::: Text passage

Bark Frameworks

Environment - Heat

When buildings are heated in winter, air becomes dry and so do materials. As the wood of this frame dried it shrank across the grain, opening the inside of the miter joint.

Heat makes materials age faster. In fact, there is a rough rule, the Arrhenius equation, which states that for every increase of 18 degrees °F (10 degrees °C) the activity rate of most chemical and physical processes doubles. For paper the situation is even worse: those activities which lead to the breakdown of paper double with every increase of about 10 degrees °F. Oxidation and hydrolysis reactions speed up, as do the rates of physical processes, such as evaporation of water, which leads to embrittlement. Mold growth and other biological activities also accelerate.

These are aging processes. In conjunction with the other four factors (light, high RH, pollution and biological agents) high temperature increases the degradation rate of organic materials.

::::::
::: Provided data

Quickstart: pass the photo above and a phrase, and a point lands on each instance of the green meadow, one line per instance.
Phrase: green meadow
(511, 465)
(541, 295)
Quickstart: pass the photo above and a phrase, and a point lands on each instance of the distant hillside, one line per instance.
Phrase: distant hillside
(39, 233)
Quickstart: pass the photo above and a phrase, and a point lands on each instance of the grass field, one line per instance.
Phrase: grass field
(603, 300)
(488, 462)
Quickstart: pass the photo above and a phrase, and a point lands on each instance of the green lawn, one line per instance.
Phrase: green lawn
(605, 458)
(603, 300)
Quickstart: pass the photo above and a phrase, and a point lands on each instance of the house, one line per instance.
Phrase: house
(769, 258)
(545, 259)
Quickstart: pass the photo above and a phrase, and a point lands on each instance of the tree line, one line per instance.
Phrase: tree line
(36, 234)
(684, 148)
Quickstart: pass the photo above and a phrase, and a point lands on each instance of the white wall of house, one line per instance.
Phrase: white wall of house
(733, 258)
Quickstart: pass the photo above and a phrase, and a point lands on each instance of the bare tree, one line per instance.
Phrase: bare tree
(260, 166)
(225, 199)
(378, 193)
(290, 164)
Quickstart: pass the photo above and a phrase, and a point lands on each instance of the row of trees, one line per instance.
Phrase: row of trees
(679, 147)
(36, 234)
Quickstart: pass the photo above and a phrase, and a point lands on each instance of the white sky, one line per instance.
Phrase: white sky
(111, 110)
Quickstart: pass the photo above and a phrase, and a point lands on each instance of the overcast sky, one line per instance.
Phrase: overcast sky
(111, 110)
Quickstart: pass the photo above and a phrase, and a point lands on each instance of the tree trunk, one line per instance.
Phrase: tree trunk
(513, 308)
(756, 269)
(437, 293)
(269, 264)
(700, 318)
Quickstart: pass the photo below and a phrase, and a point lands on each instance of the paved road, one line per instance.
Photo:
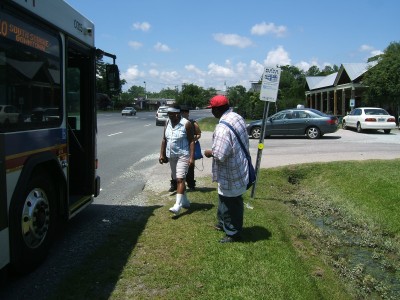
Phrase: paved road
(281, 151)
(126, 169)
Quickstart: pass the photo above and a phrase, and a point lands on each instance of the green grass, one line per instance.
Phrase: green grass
(286, 251)
(208, 124)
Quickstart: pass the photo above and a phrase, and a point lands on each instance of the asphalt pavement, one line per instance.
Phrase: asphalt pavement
(282, 151)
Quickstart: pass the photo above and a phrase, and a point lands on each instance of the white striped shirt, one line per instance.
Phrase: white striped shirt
(177, 142)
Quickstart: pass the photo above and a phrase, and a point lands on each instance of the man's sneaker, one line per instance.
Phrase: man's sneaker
(185, 203)
(229, 239)
(218, 227)
(175, 209)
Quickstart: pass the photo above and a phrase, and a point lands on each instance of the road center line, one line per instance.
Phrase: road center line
(115, 133)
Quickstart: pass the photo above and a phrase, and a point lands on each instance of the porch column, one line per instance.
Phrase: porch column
(334, 103)
(322, 102)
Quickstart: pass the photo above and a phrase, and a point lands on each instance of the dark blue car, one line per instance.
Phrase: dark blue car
(305, 121)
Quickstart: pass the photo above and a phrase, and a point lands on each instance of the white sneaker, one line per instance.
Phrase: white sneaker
(185, 203)
(175, 209)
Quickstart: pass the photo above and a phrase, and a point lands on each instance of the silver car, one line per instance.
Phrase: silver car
(365, 118)
(128, 111)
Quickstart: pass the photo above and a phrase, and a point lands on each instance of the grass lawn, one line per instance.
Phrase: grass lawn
(316, 231)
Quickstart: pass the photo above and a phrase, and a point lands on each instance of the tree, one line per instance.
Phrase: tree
(383, 80)
(291, 87)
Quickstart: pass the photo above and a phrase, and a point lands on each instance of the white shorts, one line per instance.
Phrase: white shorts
(179, 166)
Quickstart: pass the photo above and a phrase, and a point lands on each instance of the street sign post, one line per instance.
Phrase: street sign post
(268, 93)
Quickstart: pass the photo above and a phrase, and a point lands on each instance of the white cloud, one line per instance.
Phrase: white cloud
(278, 56)
(376, 52)
(219, 71)
(131, 74)
(270, 28)
(161, 47)
(256, 68)
(371, 50)
(364, 48)
(135, 45)
(232, 40)
(194, 69)
(169, 77)
(154, 73)
(144, 26)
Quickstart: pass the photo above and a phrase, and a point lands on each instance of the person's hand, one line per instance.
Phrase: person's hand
(191, 162)
(208, 153)
(162, 160)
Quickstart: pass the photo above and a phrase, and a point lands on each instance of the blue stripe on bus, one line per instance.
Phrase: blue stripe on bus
(3, 190)
(21, 142)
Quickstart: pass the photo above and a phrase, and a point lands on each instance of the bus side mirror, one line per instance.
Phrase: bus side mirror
(113, 81)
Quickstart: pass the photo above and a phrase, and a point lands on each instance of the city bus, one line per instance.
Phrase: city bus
(48, 157)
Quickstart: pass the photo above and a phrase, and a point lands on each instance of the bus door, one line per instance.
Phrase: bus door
(81, 123)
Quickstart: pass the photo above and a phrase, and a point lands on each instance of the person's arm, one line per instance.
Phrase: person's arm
(163, 150)
(197, 131)
(190, 137)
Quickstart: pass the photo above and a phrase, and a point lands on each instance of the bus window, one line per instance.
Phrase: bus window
(30, 77)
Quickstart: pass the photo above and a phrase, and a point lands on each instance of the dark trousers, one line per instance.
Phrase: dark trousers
(190, 178)
(230, 214)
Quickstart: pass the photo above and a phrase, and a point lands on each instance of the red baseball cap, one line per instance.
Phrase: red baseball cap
(218, 100)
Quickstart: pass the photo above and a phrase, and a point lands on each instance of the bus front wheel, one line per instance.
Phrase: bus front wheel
(32, 223)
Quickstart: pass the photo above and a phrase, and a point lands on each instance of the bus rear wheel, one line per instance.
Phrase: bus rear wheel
(32, 224)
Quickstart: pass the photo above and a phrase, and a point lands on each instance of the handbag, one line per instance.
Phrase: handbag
(197, 151)
(252, 172)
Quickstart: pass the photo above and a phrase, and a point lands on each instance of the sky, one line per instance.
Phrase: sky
(163, 44)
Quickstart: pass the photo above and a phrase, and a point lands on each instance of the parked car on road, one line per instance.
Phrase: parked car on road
(9, 114)
(365, 118)
(128, 111)
(305, 121)
(161, 115)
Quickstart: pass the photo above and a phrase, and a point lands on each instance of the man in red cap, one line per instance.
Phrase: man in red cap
(229, 168)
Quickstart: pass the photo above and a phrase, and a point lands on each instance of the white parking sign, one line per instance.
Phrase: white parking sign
(270, 84)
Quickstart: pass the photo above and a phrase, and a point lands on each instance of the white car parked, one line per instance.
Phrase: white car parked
(365, 118)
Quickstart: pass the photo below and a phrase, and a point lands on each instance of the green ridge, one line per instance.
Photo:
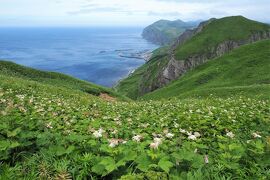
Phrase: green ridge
(130, 86)
(244, 70)
(219, 30)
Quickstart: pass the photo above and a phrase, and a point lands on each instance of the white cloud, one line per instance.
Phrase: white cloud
(123, 12)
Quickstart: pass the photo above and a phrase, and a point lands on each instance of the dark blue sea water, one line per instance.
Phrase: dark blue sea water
(90, 54)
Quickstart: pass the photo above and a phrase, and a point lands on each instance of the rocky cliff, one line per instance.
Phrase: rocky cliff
(175, 68)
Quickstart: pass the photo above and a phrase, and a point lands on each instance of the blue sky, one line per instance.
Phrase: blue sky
(123, 12)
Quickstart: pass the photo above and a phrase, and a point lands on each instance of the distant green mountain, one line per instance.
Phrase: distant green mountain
(164, 32)
(243, 71)
(211, 39)
(21, 74)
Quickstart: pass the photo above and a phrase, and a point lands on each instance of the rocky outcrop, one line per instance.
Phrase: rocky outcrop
(176, 68)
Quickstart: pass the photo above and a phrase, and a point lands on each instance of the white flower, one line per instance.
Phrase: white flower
(137, 138)
(21, 97)
(230, 134)
(98, 134)
(196, 134)
(154, 145)
(176, 125)
(255, 135)
(49, 125)
(192, 137)
(169, 135)
(158, 140)
(113, 143)
(183, 131)
(206, 160)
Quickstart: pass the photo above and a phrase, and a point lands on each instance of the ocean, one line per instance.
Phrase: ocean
(99, 55)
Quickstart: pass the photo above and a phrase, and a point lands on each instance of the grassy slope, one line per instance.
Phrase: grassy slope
(9, 69)
(218, 31)
(47, 132)
(245, 69)
(130, 85)
(229, 28)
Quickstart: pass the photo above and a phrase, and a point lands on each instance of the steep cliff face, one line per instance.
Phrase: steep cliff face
(175, 68)
(210, 40)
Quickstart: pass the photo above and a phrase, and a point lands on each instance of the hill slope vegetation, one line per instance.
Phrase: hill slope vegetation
(49, 131)
(210, 40)
(245, 70)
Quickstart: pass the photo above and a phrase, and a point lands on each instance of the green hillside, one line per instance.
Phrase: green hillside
(233, 28)
(51, 78)
(52, 131)
(245, 70)
(212, 123)
(236, 28)
(130, 86)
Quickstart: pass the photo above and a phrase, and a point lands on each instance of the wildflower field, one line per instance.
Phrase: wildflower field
(49, 132)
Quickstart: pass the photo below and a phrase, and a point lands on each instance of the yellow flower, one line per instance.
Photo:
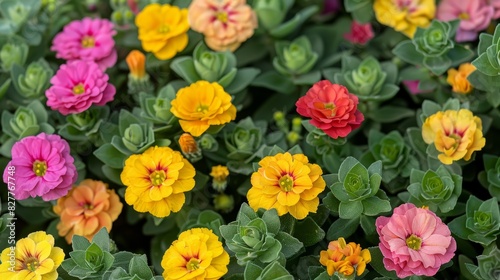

::::::

**Actions to take**.
- 1) In the text passage on heat, a rise of about how many degrees °F doubles the activities that break down paper?
- 2) Swap "shrank" for "contracted" in the text passage on heat, then give the stretch from "When buildings are" through "activities also accelerate." again.
- 3) Extend the text passage on heat and the aging of materials, picking up from where it stops.

**Expected responses**.
- 1) About 10 degrees °F.

- 2)
When buildings are heated in winter, air becomes dry and so do materials. As the wood of this frame dried it contracted across the grain, opening the inside of the miter joint.

Heat makes materials age faster. In fact, there is a rough rule, the Arrhenius equation, which states that for every increase of 18 degrees °F (10 degrees °C) the activity rate of most chemical and physical processes doubles. For paper the situation is even worse: those activities which lead to the breakdown of paper double with every increase of about 10 degrees °F. Oxidation and hydrolysis reactions speed up, as do the rates of physical processes, such as evaporation of water, which leads to embrittlement. Mold growth and other biological activities also accelerate.

- 3)
Heat is also an indirect damaging agent in that changes in temperature affect changes in relative humidity.  A spot light trained on a work during the day, for example, will heat up the interior of the frame, and lower the RH inside the frame. In tests we performed at Bark Frameworks we found the differences to be significant. At night when the light is switched off, the RH will quickly rise, causing hygroscopic materials to swell. The next morning they will contract again. The dangers of humidity cycling have already been described.